___ Input records

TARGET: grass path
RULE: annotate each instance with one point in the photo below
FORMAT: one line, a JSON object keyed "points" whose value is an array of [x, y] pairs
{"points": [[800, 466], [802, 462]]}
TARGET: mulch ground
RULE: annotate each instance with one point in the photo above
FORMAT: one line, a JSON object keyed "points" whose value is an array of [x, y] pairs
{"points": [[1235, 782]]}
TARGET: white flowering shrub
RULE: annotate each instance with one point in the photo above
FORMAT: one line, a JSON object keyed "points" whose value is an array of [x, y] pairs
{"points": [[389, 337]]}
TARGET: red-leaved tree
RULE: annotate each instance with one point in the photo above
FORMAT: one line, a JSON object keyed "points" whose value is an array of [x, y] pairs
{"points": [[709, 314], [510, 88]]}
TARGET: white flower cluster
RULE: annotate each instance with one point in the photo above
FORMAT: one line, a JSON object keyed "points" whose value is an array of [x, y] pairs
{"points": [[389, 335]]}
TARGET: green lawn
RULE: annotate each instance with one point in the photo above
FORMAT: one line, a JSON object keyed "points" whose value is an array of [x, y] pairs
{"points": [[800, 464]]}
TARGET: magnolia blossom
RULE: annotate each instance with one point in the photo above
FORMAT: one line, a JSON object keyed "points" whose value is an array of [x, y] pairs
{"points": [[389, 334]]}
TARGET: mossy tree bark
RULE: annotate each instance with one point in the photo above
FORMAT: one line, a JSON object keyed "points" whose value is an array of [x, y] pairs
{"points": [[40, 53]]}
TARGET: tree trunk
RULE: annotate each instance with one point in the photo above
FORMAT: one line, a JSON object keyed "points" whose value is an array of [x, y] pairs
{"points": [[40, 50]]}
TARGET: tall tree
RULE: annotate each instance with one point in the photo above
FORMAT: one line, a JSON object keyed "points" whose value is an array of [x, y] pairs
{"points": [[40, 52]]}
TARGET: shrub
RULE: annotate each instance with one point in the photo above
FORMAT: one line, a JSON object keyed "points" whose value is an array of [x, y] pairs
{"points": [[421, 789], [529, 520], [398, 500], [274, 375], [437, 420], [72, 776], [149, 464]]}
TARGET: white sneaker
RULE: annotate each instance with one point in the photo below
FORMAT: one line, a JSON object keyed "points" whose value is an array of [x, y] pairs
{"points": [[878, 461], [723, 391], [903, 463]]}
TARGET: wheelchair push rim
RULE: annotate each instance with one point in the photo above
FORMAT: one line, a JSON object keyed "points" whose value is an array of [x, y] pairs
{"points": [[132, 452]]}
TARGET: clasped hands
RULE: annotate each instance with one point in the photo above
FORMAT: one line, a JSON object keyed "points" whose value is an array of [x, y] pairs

______

- [What is expected]
Set down every record above exactly as given.

- [Correct result]
TARGET: grass path
RULE: annotate each instance with one point in the photo below
FORMAT: one line, a JSON object keyed "points" whose value is an array of [x, y] pairs
{"points": [[800, 466], [802, 462]]}
TARGET: mulch ground
RULE: annotate each instance with one point in the photo above
FORMAT: one line, a JSON object keyed "points" whose value is an array of [x, y] pairs
{"points": [[1235, 782]]}
TARGET: white flowering shrub
RULE: annotate each instance with one point in the photo above
FORMAT: one line, a JSON object keyed "points" whose value is an array of [x, y] pairs
{"points": [[389, 337]]}
TARGET: red-leaved tree
RULE: annotate each instance with one point in the photo above
FORMAT: one line, a JSON object keyed "points" whose value is an array of [x, y] pairs
{"points": [[709, 314], [510, 88]]}
TARGET: white flower cluster
RULE: annotate each instance with one point in the photo above
FORMAT: one line, a JSON object keyed "points" whose value is an array of [x, y] pairs
{"points": [[389, 335]]}
TARGET: green lawn
RULE: annotate each instance with one point in the photo above
FORMAT: one line, a JSON object keyed "points" whose value is an array of [x, y] pairs
{"points": [[800, 464]]}
TARGET: magnolia blossom
RULE: annotate each instance with one point in the photo above
FORMAT: one line, a JSON object keyed "points" whose value is an array of [x, y] pairs
{"points": [[389, 334]]}
TARGET: mossy tree bark
RULE: annotate each instance with one point in the photo above
FORMAT: one line, a JSON object keyed "points" whose value is an array of [x, y] pairs
{"points": [[40, 53]]}
TARGET: tree trunk
RULE: annotate each instance with one point in the photo above
FORMAT: one line, a JSON object keyed "points" whose value is an array of [x, y] pairs
{"points": [[40, 50]]}
TARGET: tall tree
RULE: annotate each instance with one point in the photo above
FORMAT: one line, a JSON object keyed "points" whose value is an array of [x, y] pairs
{"points": [[40, 52]]}
TARGET: shrub
RULE: annotate each instance with one point in the photo above
FORMAT: one line, a JSON object keyed "points" whose value is an array of [x, y] pairs
{"points": [[421, 789], [529, 520], [398, 500], [274, 375], [437, 420], [72, 776], [149, 464]]}
TARGET: white sneaker
RULE: annotate each instance with one point in the photo below
FORMAT: one line, a JSON object keyed "points" whose value is an array of [x, y] pairs
{"points": [[878, 461], [723, 391], [903, 463]]}
TARGET: wheelchair push rim
RULE: annotate each instance with one point in the photo above
FORMAT: one line, a JSON object keyed "points" whose value is an array of [x, y] pairs
{"points": [[132, 452]]}
TARGET: clasped hands
RULE: annotate each instance with one point in the photo above
FORMAT: one line, a JSON object keyed "points" whose value is an array of [x, y] pairs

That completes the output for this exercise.